Task goal = Recast the lines below as a Markdown table with two columns, No. and Line, giving each row a number and skipping any blank lines. Leave the pictures out of the table.

Provided data =

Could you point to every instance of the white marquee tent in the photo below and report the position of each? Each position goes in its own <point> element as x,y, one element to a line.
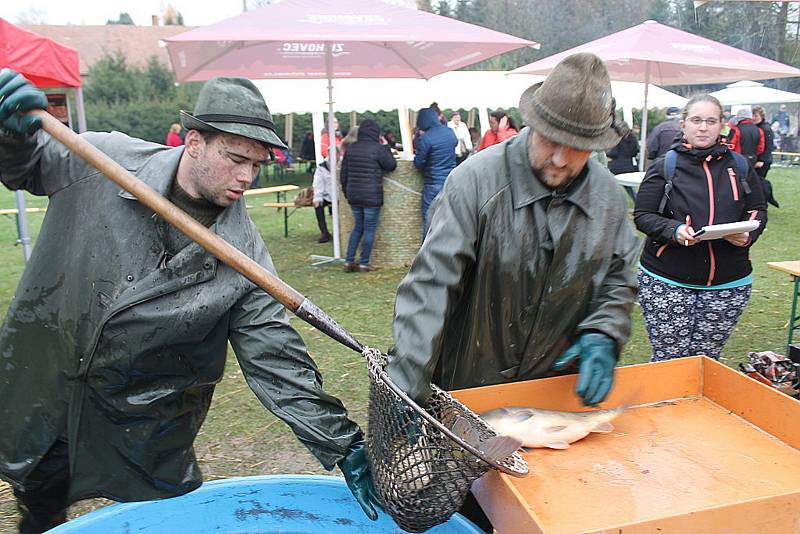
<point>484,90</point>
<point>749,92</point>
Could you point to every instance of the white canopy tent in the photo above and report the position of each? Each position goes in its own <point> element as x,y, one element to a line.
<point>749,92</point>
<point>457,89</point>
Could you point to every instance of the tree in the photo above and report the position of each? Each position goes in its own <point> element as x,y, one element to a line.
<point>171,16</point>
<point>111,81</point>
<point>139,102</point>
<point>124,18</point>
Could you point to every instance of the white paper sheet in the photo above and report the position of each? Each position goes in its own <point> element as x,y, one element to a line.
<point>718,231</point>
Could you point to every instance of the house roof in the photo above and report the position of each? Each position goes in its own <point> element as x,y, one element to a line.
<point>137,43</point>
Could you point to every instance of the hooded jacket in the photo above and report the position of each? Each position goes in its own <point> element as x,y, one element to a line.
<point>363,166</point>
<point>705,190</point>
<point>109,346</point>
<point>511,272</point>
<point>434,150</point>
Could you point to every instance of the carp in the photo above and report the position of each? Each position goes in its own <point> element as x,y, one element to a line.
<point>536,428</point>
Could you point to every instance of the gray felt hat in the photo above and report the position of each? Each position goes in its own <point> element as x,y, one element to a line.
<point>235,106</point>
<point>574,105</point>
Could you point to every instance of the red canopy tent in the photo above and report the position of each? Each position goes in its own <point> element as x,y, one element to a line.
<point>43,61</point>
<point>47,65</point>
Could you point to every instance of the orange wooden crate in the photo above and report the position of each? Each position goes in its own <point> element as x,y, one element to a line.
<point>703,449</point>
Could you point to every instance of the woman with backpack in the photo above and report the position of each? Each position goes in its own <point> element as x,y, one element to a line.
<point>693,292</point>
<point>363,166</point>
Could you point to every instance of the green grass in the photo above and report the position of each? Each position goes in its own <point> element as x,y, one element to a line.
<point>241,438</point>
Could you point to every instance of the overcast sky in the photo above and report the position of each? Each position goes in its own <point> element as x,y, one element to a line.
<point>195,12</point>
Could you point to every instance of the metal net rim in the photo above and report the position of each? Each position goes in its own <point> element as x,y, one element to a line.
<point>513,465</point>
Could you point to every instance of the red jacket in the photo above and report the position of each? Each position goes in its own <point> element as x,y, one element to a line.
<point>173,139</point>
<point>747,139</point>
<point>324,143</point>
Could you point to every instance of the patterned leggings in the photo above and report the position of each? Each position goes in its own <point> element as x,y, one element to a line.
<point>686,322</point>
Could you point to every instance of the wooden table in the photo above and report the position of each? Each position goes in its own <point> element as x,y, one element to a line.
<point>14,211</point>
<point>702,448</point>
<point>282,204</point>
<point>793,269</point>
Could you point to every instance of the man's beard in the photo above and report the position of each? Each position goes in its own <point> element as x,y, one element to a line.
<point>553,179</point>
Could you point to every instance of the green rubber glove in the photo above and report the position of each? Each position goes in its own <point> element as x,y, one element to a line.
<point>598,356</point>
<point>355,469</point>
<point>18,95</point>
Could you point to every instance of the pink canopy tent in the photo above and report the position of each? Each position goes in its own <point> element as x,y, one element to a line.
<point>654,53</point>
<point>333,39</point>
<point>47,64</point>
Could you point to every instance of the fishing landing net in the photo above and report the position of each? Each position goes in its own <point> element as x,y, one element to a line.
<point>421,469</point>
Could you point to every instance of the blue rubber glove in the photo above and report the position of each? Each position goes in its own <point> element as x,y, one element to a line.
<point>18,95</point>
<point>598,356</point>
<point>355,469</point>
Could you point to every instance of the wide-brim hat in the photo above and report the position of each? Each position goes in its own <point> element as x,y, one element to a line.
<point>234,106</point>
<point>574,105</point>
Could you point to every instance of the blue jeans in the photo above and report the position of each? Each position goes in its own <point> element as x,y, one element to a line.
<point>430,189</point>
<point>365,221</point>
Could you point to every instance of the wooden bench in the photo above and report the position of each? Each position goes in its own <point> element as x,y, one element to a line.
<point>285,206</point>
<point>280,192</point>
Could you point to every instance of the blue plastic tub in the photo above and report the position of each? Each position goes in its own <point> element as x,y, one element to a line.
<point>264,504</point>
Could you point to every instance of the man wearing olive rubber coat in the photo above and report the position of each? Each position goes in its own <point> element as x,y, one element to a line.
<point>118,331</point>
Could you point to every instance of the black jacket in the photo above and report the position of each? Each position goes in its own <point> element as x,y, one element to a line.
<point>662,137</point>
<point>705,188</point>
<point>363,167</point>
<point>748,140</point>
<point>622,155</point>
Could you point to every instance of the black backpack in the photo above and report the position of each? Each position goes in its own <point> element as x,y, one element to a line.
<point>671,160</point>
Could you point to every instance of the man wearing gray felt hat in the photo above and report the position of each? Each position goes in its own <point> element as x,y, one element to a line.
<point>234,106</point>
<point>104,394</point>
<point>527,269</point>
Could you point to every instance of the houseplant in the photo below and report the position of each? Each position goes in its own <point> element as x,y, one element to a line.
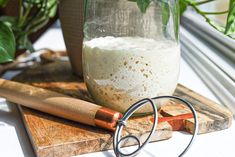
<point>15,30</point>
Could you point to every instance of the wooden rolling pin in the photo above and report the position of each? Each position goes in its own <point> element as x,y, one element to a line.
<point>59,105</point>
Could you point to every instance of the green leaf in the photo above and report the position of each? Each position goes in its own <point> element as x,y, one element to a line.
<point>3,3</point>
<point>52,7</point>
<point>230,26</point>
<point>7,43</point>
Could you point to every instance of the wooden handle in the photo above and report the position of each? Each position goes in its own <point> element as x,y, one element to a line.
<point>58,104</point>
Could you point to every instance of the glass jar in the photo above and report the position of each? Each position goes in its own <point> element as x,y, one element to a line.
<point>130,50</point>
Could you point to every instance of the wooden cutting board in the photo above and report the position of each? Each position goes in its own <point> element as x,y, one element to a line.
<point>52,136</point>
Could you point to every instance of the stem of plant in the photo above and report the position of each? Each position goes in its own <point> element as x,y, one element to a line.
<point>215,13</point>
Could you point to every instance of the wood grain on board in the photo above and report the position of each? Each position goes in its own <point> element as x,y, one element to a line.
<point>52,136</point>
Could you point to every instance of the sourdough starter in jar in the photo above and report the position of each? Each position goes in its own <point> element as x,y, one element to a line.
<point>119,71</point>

Answer =
| No. | Line |
|---|---|
| 1 | Could you point to every instance of the white marquee tent in the photo below and report the position of each? Each position goes in its own <point> element as x,y, one element to a line. |
| 2 | <point>484,90</point> |
| 3 | <point>749,92</point> |
| 4 | Could you point to every instance of the white canopy tent in the photo above and report the position of each? Each position goes in its own <point> element as x,y, one element to a line. |
| 5 | <point>749,92</point> |
| 6 | <point>457,89</point> |
| 7 | Could you point to every instance of the tree in the photo above and report the position of each? Each position goes in its own <point> element as x,y, one element to a line. |
| 8 | <point>171,16</point> |
| 9 | <point>111,81</point> |
| 10 | <point>139,102</point> |
| 11 | <point>124,18</point> |
| 12 | Could you point to every instance of the white paper sheet in the photo above and report the position of each? Each position goes in its own <point> element as x,y, one element to a line. |
| 13 | <point>718,231</point> |
| 14 | Could you point to every instance of the house roof in the photo above and report the position of each? Each position goes in its own <point> element as x,y, one element to a line. |
| 15 | <point>137,43</point> |
| 16 | Could you point to every instance of the hooded jacket in the photo above and report the position of each? Each position goes in its own <point> element as x,y, one element to a line. |
| 17 | <point>363,166</point> |
| 18 | <point>705,190</point> |
| 19 | <point>109,346</point> |
| 20 | <point>511,272</point> |
| 21 | <point>434,150</point> |
| 22 | Could you point to every instance of the carp in the photo above and report the position of each? Each position goes in its own <point> element as x,y, one element to a line. |
| 23 | <point>536,428</point> |
| 24 | Could you point to every instance of the gray felt hat in the photo above and report the position of each? Each position goes in its own <point> element as x,y, one element to a line. |
| 25 | <point>235,106</point> |
| 26 | <point>574,105</point> |
| 27 | Could you point to every instance of the red canopy tent in the photo above and report the position of each? Each position goes in its own <point> element as x,y, one element to a line. |
| 28 | <point>43,61</point> |
| 29 | <point>47,65</point> |
| 30 | Could you point to every instance of the orange wooden crate in the photo above and report the position of each? Each position goes in its own <point> element as x,y, one element to a line. |
| 31 | <point>703,449</point> |
| 32 | Could you point to every instance of the woman with backpack in the photo above and report the position of each? Each position goes in its own <point> element as x,y, one element to a line. |
| 33 | <point>693,292</point> |
| 34 | <point>363,166</point> |
| 35 | Could you point to every instance of the green grass in the photo above and report the position of each? Each position goes in its own <point> element as x,y, one element to a line. |
| 36 | <point>241,438</point> |
| 37 | Could you point to every instance of the overcast sky in the photo above and report the position of each? Each position goes in its own <point> element as x,y, one element to a line. |
| 38 | <point>195,12</point> |
| 39 | Could you point to every instance of the metal net rim in the photo above and report the position of each? Each position goes in its own <point> element as x,y, one element to a line. |
| 40 | <point>513,465</point> |
| 41 | Could you point to every instance of the red jacket in the photo above and report the position of each? Each position goes in its own <point> element as x,y, one element to a line. |
| 42 | <point>173,139</point> |
| 43 | <point>747,139</point> |
| 44 | <point>324,143</point> |
| 45 | Could you point to every instance of the patterned leggings in the photo above and report the position of each? Each position goes in its own <point> element as x,y, one element to a line. |
| 46 | <point>686,322</point> |
| 47 | Could you point to every instance of the wooden table in the photo above and report the position of each? Each position goes in its own <point> element as x,y, one element to a line. |
| 48 | <point>14,211</point> |
| 49 | <point>702,448</point> |
| 50 | <point>282,204</point> |
| 51 | <point>793,269</point> |
| 52 | Could you point to every instance of the man's beard in the photo above and report the position of each? Each position goes in its own <point> element as x,y, one element to a line. |
| 53 | <point>553,179</point> |
| 54 | Could you point to every instance of the green rubber glove in the photo above and report the position of each? Each position goes in its own <point> element as x,y, one element to a line. |
| 55 | <point>598,356</point> |
| 56 | <point>355,469</point> |
| 57 | <point>18,95</point> |
| 58 | Could you point to every instance of the pink canopy tent in the photo above and report the position of each? Each position goes in its own <point> element as x,y, one element to a line. |
| 59 | <point>654,53</point> |
| 60 | <point>333,39</point> |
| 61 | <point>47,64</point> |
| 62 | Could you point to every instance of the fishing landing net in the photo above and report the position of each? Each position goes in its own <point> element as x,y, one element to a line. |
| 63 | <point>421,469</point> |
| 64 | Could you point to every instance of the blue rubber glove in the photo above and report the position of each? Each position goes in its own <point> element as x,y, one element to a line. |
| 65 | <point>18,95</point> |
| 66 | <point>598,356</point> |
| 67 | <point>355,469</point> |
| 68 | Could you point to every instance of the wide-brim hat in the photo above and report the position of each? Each position goes in its own <point> element as x,y, one element to a line. |
| 69 | <point>234,106</point> |
| 70 | <point>574,105</point> |
| 71 | Could you point to every instance of the blue jeans in the photo above and report the position of each? Each position goes in its own <point> element as x,y, one element to a line. |
| 72 | <point>430,189</point> |
| 73 | <point>365,221</point> |
| 74 | Could you point to every instance of the wooden bench in the photo above and report the position of each? Each position goes in its own <point> element as x,y, one element to a line. |
| 75 | <point>285,206</point> |
| 76 | <point>280,192</point> |
| 77 | Could you point to every instance of the blue plastic tub in the photo above and report the position of each? Each position goes in its own <point> element as x,y, one element to a line. |
| 78 | <point>264,504</point> |
| 79 | Could you point to every instance of the man wearing olive rubber coat in the photo above and report the position of each? Each position goes in its own <point> element as x,y, one element to a line. |
| 80 | <point>118,331</point> |
| 81 | Could you point to every instance of the black jacket in the photo above and report the position of each? Each position goes in its own <point> element as x,y, one element to a line. |
| 82 | <point>662,137</point> |
| 83 | <point>705,188</point> |
| 84 | <point>363,167</point> |
| 85 | <point>748,140</point> |
| 86 | <point>622,155</point> |
| 87 | Could you point to every instance of the black backpack in the photo above and report the position of each? Each position goes in its own <point> element as x,y, one element to a line. |
| 88 | <point>671,160</point> |
| 89 | Could you point to every instance of the man wearing gray felt hat in the photo above and report the position of each? Each position goes in its own <point> element as x,y, one element to a line. |
| 90 | <point>234,106</point> |
| 91 | <point>104,394</point> |
| 92 | <point>527,269</point> |
| 93 | Could you point to every instance of the houseplant in the photo below and report the position of each? Each position goes in its own <point> element as x,y, one element to a line. |
| 94 | <point>15,30</point> |
| 95 | Could you point to every instance of the wooden rolling pin in the photo above and report the position of each? Each position goes in its own <point> element as x,y, one element to a line. |
| 96 | <point>59,105</point> |
| 97 | Could you point to every instance of the green leaf in the photo above and report the position of each? Each position goes in its own <point> element as x,y, one element to a line. |
| 98 | <point>3,3</point> |
| 99 | <point>52,7</point> |
| 100 | <point>230,26</point> |
| 101 | <point>7,43</point> |
| 102 | Could you point to every instance of the wooden handle in the photo above and report the position of each? Each position goes in its own <point> element as x,y, one element to a line. |
| 103 | <point>58,104</point> |
| 104 | Could you point to every instance of the glass jar in the photo above and report the position of each? Each position goes in its own <point> element as x,y, one element to a line. |
| 105 | <point>130,50</point> |
| 106 | Could you point to every instance of the wooden cutting board in the photo above and report the position of each? Each position goes in its own <point> element as x,y, one element to a line. |
| 107 | <point>52,136</point> |
| 108 | Could you point to every instance of the stem of plant in the photo above and report the position of each? Each position goes in its own <point> element as x,y, one element to a line. |
| 109 | <point>215,13</point> |
| 110 | Could you point to every instance of the wood grain on board in the photo above and report the position of each? Each position goes in its own <point> element as x,y, one element to a line. |
| 111 | <point>52,136</point> |
| 112 | Could you point to every instance of the sourdough starter in jar in the photo above and report the position of each? Each position goes in its own <point> element as x,y, one element to a line. |
| 113 | <point>119,71</point> |